• **Extrait du texte**
>>>

Les Pays-Bas au cœur des enjeux géopolitiques liés aux semi-conducteurs

Les Pays-Bas sont devenus un acteur clé dans l’industrie des semi-conducteurs grâce à des entreprises comme ASML et NXP. Ces sociétés se trouvent au centre d’une bataille géopolitique entre les États-Unis et la Chine, les Américains exerçant une pression sur les Néerlandais pour restreindre les ventes de machines avancées de fabrication de puces à la Chine.

En 2020, une enquête a révélé que le groupe de hackers chinois Chimera avait accédé aux systèmes de NXP depuis 2017, avec pour objectif de voler des conceptions de puces et des informations sensibles. De telles attaques ne menacent pas seulement l’industrie néerlandaise, mais pourraient affaiblir la position de l’Europe dans le secteur stratégique des semi-conducteurs.

Contrairement aux attaques par rançongiciel (ransomware), qui attirent l’attention des médias et affectent directement les résultats financiers des entreprises, l’espionnage cybernétique reste largement sous le radar. Selon Willem Zeeman, expert néerlandais en cybersécurité, ce manque de couverture médiatique est dangereux. Les campagnes de cyberespionnage, souvent soutenues par des États, sont beaucoup plus sophistiquées et peuvent rester non détectées pendant des mois, voire des années.

<<<

• **Entrées fournies**
>>>

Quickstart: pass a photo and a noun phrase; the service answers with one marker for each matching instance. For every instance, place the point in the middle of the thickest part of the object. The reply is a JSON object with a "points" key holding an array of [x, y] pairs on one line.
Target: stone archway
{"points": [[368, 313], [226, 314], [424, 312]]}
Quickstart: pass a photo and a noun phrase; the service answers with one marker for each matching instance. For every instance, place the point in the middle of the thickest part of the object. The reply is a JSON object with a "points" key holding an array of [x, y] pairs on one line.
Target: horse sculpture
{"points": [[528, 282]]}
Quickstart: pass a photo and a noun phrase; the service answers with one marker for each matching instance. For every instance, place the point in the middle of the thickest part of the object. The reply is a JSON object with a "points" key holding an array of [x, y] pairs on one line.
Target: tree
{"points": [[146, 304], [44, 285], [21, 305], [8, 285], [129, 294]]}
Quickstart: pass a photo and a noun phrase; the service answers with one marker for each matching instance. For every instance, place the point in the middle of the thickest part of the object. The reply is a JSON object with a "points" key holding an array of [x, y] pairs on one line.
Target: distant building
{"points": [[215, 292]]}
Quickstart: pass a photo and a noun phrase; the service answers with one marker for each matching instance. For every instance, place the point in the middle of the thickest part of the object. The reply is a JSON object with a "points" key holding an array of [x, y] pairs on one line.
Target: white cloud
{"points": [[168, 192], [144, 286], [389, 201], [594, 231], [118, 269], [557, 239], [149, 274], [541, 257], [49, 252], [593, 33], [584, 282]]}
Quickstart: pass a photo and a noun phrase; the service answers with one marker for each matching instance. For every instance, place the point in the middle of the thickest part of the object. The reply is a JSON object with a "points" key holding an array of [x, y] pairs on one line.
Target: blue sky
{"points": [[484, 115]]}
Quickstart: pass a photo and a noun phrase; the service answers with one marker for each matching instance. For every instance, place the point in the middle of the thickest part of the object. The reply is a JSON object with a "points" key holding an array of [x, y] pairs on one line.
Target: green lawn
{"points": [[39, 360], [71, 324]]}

<<<

• **Consigne A**
Traduisez en anglais la phrase suivante de l'extrait sur les semi-conducteurs : « Selon Willem Zeeman, expert néerlandais en cybersécurité, ce manque de couverture médiatique est dangereux. »
• **Consigne B**
Citez l'extrait sur les semi-conducteurs depuis les mots « Les Pays-Bas au » jusqu'aux mots « à la Chine. » inclus.
• **Consigne C**
Répondez aux questions suivantes d'après l'extrait sur les semi-conducteurs.
(i) Quelles entreprises sont citées comme ayant fait des Pays-Bas un acteur clé des semi-conducteurs ?
(ii) Depuis quelle année le groupe Chimera avait-il accédé aux systèmes de NXP ?
(iii) Pendant combien de temps les campagnes de cyberespionnage peuvent-elles rester non détectées ?

• **Réponse A**
According to Willem Zeeman, a Dutch cybersecurity expert, this lack of media coverage is dangerous.

• **Réponse B**
Les Pays-Bas au cœur des enjeux géopolitiques liés aux semi-conducteurs

Les Pays-Bas sont devenus un acteur clé dans l’industrie des semi-conducteurs grâce à des entreprises comme ASML et NXP. Ces sociétés se trouvent au centre d’une bataille géopolitique entre les États-Unis et la Chine, les Américains exerçant une pression sur les Néerlandais pour restreindre les ventes de machines avancées de fabrication de puces à la Chine.

• **Réponse C**
(i) ASML et NXP.
(ii) Depuis 2017.
(iii) Pendant des mois, voire des années.